Turn the rows below into a Markdown table with two columns, "No." for the row number and "Text" for the row itself, leaving out any blank lines.

** DATA ENTRIES **

[Start]

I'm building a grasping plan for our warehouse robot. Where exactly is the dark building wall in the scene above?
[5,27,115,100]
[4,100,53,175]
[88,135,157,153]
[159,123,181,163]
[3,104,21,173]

[End]

** COMPLETED EXERCISE **
| No. | Text |
|---|---|
| 1 | I'm building a grasping plan for our warehouse robot. Where exactly is the dark building wall in the scene above? |
| 2 | [5,27,115,100] |
| 3 | [4,100,53,175] |
| 4 | [88,135,157,153] |
| 5 | [159,123,181,163] |
| 6 | [3,104,21,173] |